Your instructions:
Write out each record exactly and skip every image.

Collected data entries
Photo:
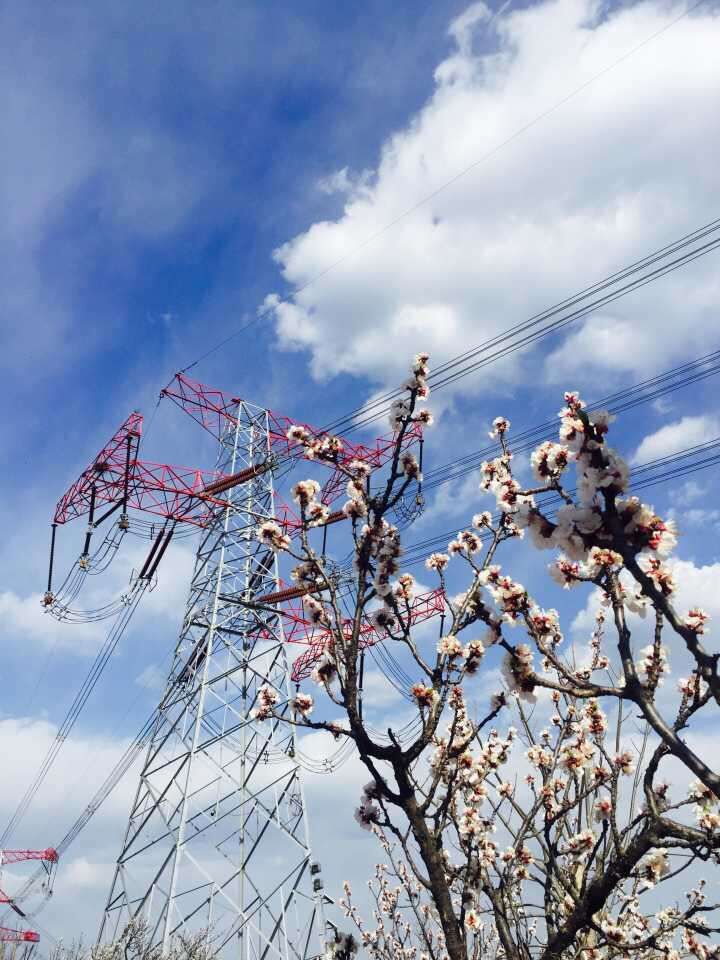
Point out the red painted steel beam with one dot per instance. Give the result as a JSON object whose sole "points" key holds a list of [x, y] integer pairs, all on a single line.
{"points": [[424, 607]]}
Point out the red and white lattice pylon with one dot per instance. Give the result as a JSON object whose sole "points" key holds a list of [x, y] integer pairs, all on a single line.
{"points": [[117, 480]]}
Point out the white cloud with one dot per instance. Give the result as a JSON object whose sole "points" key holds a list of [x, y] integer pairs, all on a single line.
{"points": [[609, 176], [673, 437], [696, 586]]}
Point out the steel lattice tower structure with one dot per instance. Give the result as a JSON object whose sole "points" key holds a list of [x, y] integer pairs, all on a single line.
{"points": [[217, 837]]}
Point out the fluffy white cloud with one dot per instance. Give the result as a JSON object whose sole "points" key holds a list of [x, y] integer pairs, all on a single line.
{"points": [[610, 175], [680, 435]]}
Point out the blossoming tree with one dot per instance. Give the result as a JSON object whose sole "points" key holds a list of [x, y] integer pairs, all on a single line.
{"points": [[544, 825]]}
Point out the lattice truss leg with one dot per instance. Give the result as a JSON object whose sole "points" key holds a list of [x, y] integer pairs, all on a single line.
{"points": [[217, 837]]}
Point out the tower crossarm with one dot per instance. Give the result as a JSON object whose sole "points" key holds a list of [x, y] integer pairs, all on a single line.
{"points": [[98, 483], [18, 936], [216, 412], [319, 642], [19, 856], [117, 478]]}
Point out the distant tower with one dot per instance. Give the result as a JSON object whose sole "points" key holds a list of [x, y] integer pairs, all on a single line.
{"points": [[218, 837]]}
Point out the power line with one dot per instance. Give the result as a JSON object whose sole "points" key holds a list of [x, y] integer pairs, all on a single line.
{"points": [[552, 319], [76, 707], [669, 467], [667, 382], [288, 298]]}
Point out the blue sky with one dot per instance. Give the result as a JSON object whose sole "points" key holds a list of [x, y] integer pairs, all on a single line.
{"points": [[166, 169]]}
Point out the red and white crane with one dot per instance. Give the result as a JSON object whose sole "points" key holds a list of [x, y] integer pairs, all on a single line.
{"points": [[48, 858]]}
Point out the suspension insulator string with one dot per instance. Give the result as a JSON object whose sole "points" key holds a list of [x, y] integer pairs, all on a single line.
{"points": [[48, 598], [85, 555]]}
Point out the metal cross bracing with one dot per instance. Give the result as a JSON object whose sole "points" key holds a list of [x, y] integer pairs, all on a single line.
{"points": [[217, 837]]}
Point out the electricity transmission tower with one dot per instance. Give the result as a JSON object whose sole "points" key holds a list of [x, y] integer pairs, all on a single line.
{"points": [[217, 837]]}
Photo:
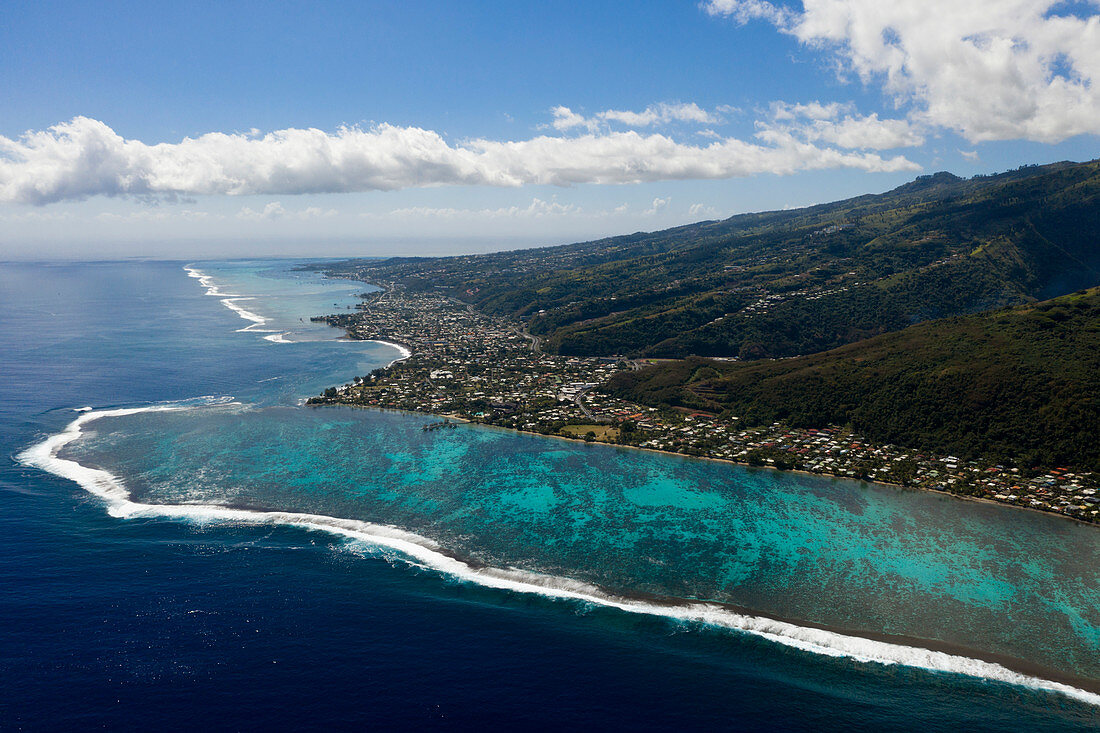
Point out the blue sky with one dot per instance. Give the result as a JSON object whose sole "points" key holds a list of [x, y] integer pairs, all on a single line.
{"points": [[427, 127]]}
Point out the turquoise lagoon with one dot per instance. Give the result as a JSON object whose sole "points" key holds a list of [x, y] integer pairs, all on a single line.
{"points": [[834, 567]]}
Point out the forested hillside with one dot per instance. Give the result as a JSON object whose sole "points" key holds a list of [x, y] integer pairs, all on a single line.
{"points": [[1018, 384], [787, 283]]}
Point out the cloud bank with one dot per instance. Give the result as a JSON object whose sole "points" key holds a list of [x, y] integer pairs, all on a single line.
{"points": [[86, 157], [989, 69]]}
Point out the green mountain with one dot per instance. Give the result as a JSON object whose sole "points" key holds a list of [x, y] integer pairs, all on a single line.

Response to the exercise:
Photo:
Point out the red painted steel beam with one dot per instance. Give the result as a JSON object whose sole "points" key holds a list of [x, y] integer pairs, all on a single line.
{"points": [[424, 607]]}
Point out the red and white lattice pylon with one dot per instance. Give the result as a JSON object whose sole "points" key holds a list of [x, y] integer pairs, all on a single line.
{"points": [[117, 480]]}
Point out the white cloud with one dot per instance. Give the result as a JSON object whose sole "points" key holds a list of [x, y] integer pairs, all on a single line.
{"points": [[609, 176], [673, 437], [696, 586]]}
Point out the steel lattice tower structure with one dot per instance. Give the result as a JSON object whose sole "points" key holds a list of [x, y] integer pairs, all on a single line.
{"points": [[217, 837]]}
Point out the fluffy white cloud with one dot per instance. Give the result as a JSON object whose sole "points" key holds a list of [x, y] integer pairs, all on a single line.
{"points": [[610, 175], [680, 435]]}
Point out the blossoming tree with one dot per instance. Give the result as a JSON object whose sole "points" key holds a list of [x, y] integer pairs, all on a single line.
{"points": [[544, 825]]}
Point out the lattice truss leg with one dot per instance. Give the result as a JSON object whose sole "points" key holds a list of [x, y] integer pairs, all on a single line.
{"points": [[217, 837]]}
Point out the tower crossarm with one dot per instance. Give the result as a JSON object whose sole "points" key holds a list of [x, y] integer pairs, all on a single line.
{"points": [[98, 483], [18, 936], [216, 412], [319, 642], [19, 856], [117, 478]]}
Point out the distant tower with one dot per instance. Give the result as a JSON object whose sole "points" key holds a list of [x, y] integer pairs, all on a single line.
{"points": [[218, 837]]}
Point out the power line with one dot per instance. Give the result as a JSON object whose sole "points" key holds a list of [x, y] integer pairs, all on a single line.
{"points": [[552, 319], [76, 707], [669, 467], [667, 382], [288, 298]]}
Point out the blue sky with one dot per instance. Give the result as a JSON object whose sole "points" key holds a list of [x, y] integer pairs, all on a single line.
{"points": [[166, 169]]}
Point out the red and white crane with one dot per instance. Give the result as a JSON object whose sole "points" key holds a list of [x, y] integer pairs, all on a single line.
{"points": [[48, 858]]}
Point out the suspension insulator string with one dot per instance. Give the result as a JSON object whose sole "points" key holds a list of [x, y] integer pairs, all on a single line.
{"points": [[48, 598], [85, 555]]}
Point out the metal cross bracing with one dot per instance. Give the result as a JSON object whose sole "points" key holds a list of [x, y] integer pairs, all on a single line.
{"points": [[217, 837]]}
Point out the electricity transmission tower with one dot per instance. Give the result as a JSON object whose sole "points" key holds a list of [x, y] integer pairs, all on a single line.
{"points": [[217, 837]]}
Photo:
Point out the blue sky with one dot per instance. Give the result as a JSON object whose sole "points" key holds a list of [x, y] integer pairs, all on a single line.
{"points": [[427, 127]]}
Point out the turquoise lagoon with one dot per instance. Give the result as a JSON object whose sole "points" key holds a list of [x, y] integer pairs, all on a single line.
{"points": [[834, 567]]}
Point out the forested hillside with one dot per instance. Give the result as a JSON object whose sole "points" key holds a list of [x, y] integer pairs, all on a single line.
{"points": [[1018, 384], [787, 283]]}
Point out the cloud bank with one dot per instance. Give the result as a JSON object whose sole "points" key holds a list of [x, y] integer pairs, all on a single line.
{"points": [[86, 157], [989, 69]]}
Point out the green mountain with one dot per instance. Give the result as a JSON object whose sole "points" key holds a list of [x, y] integer pairs, all on a single line.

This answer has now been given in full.